Copy the records below, from their start up to and including the line with "pixel 536 456", keeping each line unchanged. Don't include the pictures.

→ **Records provided**:
----------------

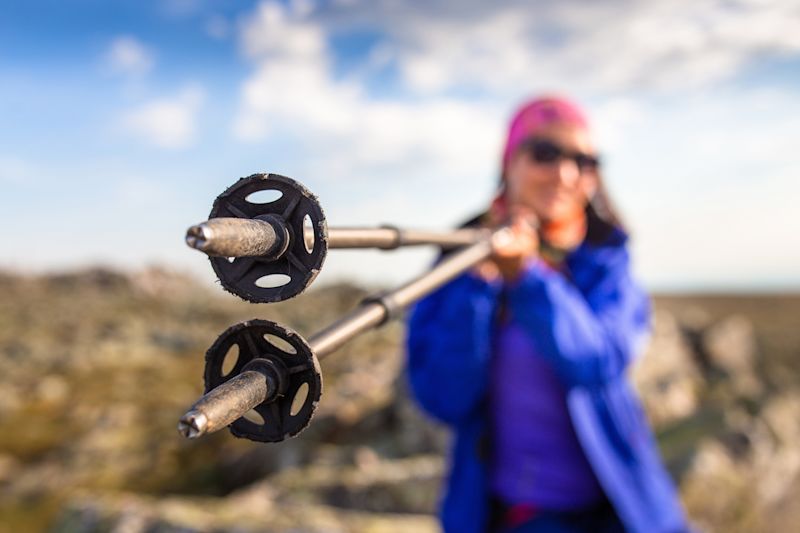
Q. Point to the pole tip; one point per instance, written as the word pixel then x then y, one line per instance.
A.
pixel 193 424
pixel 197 236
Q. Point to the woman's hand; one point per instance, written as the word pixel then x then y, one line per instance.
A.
pixel 513 247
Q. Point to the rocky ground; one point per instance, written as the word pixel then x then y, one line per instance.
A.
pixel 96 367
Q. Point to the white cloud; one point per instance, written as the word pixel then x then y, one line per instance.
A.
pixel 166 123
pixel 294 92
pixel 604 45
pixel 672 147
pixel 127 56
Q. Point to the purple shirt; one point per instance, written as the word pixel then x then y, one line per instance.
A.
pixel 536 456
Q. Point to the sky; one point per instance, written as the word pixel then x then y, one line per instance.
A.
pixel 120 122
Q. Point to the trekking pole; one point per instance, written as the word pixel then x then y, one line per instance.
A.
pixel 277 372
pixel 267 238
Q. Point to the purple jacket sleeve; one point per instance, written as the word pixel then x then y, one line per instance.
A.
pixel 449 336
pixel 589 328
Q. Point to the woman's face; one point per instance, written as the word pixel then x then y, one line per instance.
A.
pixel 558 188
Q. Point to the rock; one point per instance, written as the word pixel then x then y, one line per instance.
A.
pixel 667 376
pixel 731 346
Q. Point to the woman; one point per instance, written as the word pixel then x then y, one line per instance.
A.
pixel 525 356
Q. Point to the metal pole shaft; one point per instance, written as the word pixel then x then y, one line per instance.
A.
pixel 268 237
pixel 389 238
pixel 374 312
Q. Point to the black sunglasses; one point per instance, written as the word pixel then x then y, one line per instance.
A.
pixel 546 151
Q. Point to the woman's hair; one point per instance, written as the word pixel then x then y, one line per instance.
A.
pixel 601 216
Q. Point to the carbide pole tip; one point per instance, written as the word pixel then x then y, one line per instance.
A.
pixel 193 424
pixel 197 236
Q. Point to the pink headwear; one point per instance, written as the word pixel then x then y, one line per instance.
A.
pixel 536 114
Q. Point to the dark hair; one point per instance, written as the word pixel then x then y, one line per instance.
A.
pixel 601 216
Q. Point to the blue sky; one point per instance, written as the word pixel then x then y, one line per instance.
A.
pixel 122 121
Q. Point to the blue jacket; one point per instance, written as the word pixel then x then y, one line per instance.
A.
pixel 589 327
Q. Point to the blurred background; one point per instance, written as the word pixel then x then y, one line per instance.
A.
pixel 121 122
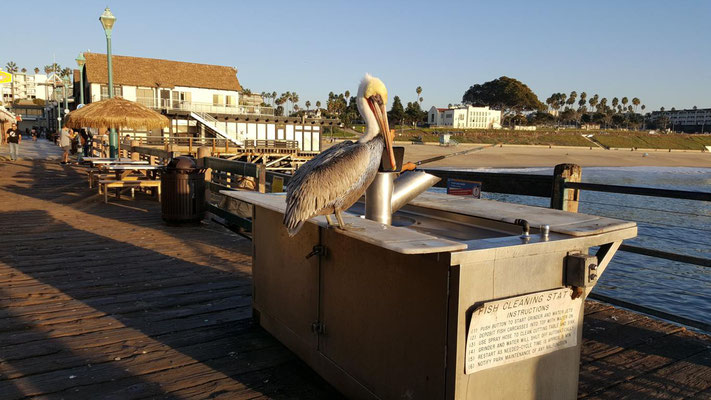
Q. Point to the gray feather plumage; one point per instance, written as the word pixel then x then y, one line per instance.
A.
pixel 330 180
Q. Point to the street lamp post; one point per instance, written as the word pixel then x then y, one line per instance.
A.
pixel 65 81
pixel 80 62
pixel 107 22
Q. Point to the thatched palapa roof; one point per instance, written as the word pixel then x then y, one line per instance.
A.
pixel 116 113
pixel 151 72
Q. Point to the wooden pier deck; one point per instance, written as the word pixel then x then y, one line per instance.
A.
pixel 104 301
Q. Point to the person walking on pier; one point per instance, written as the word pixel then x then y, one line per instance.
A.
pixel 14 137
pixel 65 142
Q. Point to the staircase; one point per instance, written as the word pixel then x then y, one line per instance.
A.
pixel 211 124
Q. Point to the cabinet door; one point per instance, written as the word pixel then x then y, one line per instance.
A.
pixel 384 316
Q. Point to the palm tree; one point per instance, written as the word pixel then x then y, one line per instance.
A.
pixel 11 67
pixel 572 97
pixel 603 104
pixel 294 100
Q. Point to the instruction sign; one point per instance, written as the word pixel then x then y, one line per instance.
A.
pixel 460 187
pixel 522 327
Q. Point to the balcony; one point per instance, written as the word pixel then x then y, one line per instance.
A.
pixel 209 108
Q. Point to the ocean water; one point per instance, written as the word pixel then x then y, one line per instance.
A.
pixel 679 226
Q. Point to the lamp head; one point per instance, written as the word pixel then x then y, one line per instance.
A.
pixel 107 21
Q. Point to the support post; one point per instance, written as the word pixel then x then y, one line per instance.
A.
pixel 262 178
pixel 561 198
pixel 135 156
pixel 204 152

----------------

→ **The answer**:
Q. Point to the pole tip; one point per instance, written as the word pixel then x then y, one line per instance.
A.
pixel 193 424
pixel 197 236
Q. Point to the woman's hand; one point per instance, written as the word pixel then x then y, one line per instance.
A.
pixel 513 247
Q. Point to the rocky ground; one point per instance, written as the word pixel then x then y, one line per instance.
A.
pixel 96 367
Q. Point to the white cloud; one point per instance, written as the word pixel then x then y, one line per instance.
A.
pixel 166 123
pixel 294 92
pixel 604 45
pixel 672 147
pixel 127 56
Q. Point to the purple shirt; one point per instance, written as the word pixel then x then y, one line per instance.
A.
pixel 536 456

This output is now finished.